◆ **TEXT PROVIDED**:
On February 23, 1909, in New York City's Murray Hill Lyceum at 34th and 3rd Avenue, Leonora O'Reilly spoke to over two-thousand audience members explaining the principles of equal rights and demanding women's equal right to vote. This was the first official celebration of the holiday which led a path towards historical accountability for women's rights all over the world. The holiday was not widely celebrated as many American and European socialists were less interested in the suffragist movement as the idea of promoting full women's rights was seen as subordinate to the economic advancement of male working class citizens.

There is some controversy between American and European historians and women's rights activists as to when the International Women's Day was first established. Some believe that the first American IWD was on March 8, 1907, a day marking the 50th anniversary of the New York Strike of Female Textile Workers. The European women's rights activists had declared their International Women's Day on March 18, 1911.

== The Irish Rebellion ==
Leonora O'Reilly became involved in support of the Irish Revolution, an uprising against British rule of Ireland founded in opposition to imperialistic policies. During the years between 1916 and 1923, Irish nationalists sought help from Irish labor movement leaders in the US, as a response to the US support of the British in World War I. Labor leaders in Ireland encouraged Irish immigrants in the US to boycott British goods, pass trade-union resolutions in favor of the Irish Revolution and for US diplomatic recognition of the Irish Republic. Irish nationalists reasoned that Irish American labor leaders should support the movement as they were fighting for justice and the equality of all workers. Moreover, it was argued that British imperialism damaged American workers, notably related to the elite Anglo-Protestant groups in the US siding with the British and discriminating against Irish American workers. O'Reilly responded positively to Irish nationalists later in her career and became a key figure in international networks that supported the Irish Rebellion. O'Reilly was involved in an array of organizations associated with the Irish Rebellion, including Cumann na mBan (Irish Women's Council), the Friends of Irish Freedom, the Irish Progressive League, the Labor Bureau of the American Commission of Irish Independence, the American Women Pickets for the Enforcement of American War Aims, and the Irish Women's Purchasing League.

◆ **WHAT YOU NEED TO DO**:
**A.** Answer these questions from the passage on Leonora O'Reilly:
(i) How many audience members did O'Reilly address at the Murray Hill Lyceum on February 23, 1909?
(ii) On what date did European women's rights activists declare their International Women's Day?
(iii) What English name does the passage give for Cumann na mBan?
**B.** Decide whether each statement agrees with the passage on Leonora O'Reilly:
(i) Some people believe the first American IWD marked the 50th anniversary of the New York Strike of Female Textile Workers.
(ii) American and European socialists celebrated the 1909 holiday widely.
(iii) Labor leaders in Ireland urged Irish immigrants in the US to boycott British goods.
The records that follow are separate material, unrelated to the passage on Leonora O'Reilly.

◆ **DATA UNDER STUDY**:
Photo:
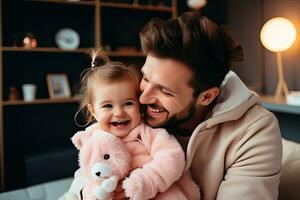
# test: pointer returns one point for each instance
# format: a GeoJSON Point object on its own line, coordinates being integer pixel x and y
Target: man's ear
{"type": "Point", "coordinates": [208, 96]}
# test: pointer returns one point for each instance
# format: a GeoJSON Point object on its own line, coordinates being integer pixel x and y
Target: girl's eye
{"type": "Point", "coordinates": [129, 103]}
{"type": "Point", "coordinates": [145, 78]}
{"type": "Point", "coordinates": [106, 156]}
{"type": "Point", "coordinates": [107, 106]}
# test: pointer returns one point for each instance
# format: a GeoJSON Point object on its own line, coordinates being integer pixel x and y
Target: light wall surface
{"type": "Point", "coordinates": [259, 69]}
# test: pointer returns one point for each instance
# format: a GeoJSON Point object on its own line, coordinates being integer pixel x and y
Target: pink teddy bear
{"type": "Point", "coordinates": [104, 160]}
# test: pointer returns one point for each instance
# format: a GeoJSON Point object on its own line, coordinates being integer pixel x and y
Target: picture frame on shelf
{"type": "Point", "coordinates": [58, 86]}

◆ **OUTPUTS IN ORDER**:
**A.**
(i) Over two-thousand
(ii) March 18, 1911
(iii) Irish Women's Council

**B.**
(i) Yes: "Some believe that the first American IWD was on March 8, 1907, a day marking the 50th anniversary of the New York Strike of Female Textile Workers."
(ii) No: "The holiday was not widely celebrated as many American and European socialists were less interested in the suffragist movement"
(iii) Yes: "Labor leaders in Ireland encouraged Irish immigrants in the US to boycott British goods"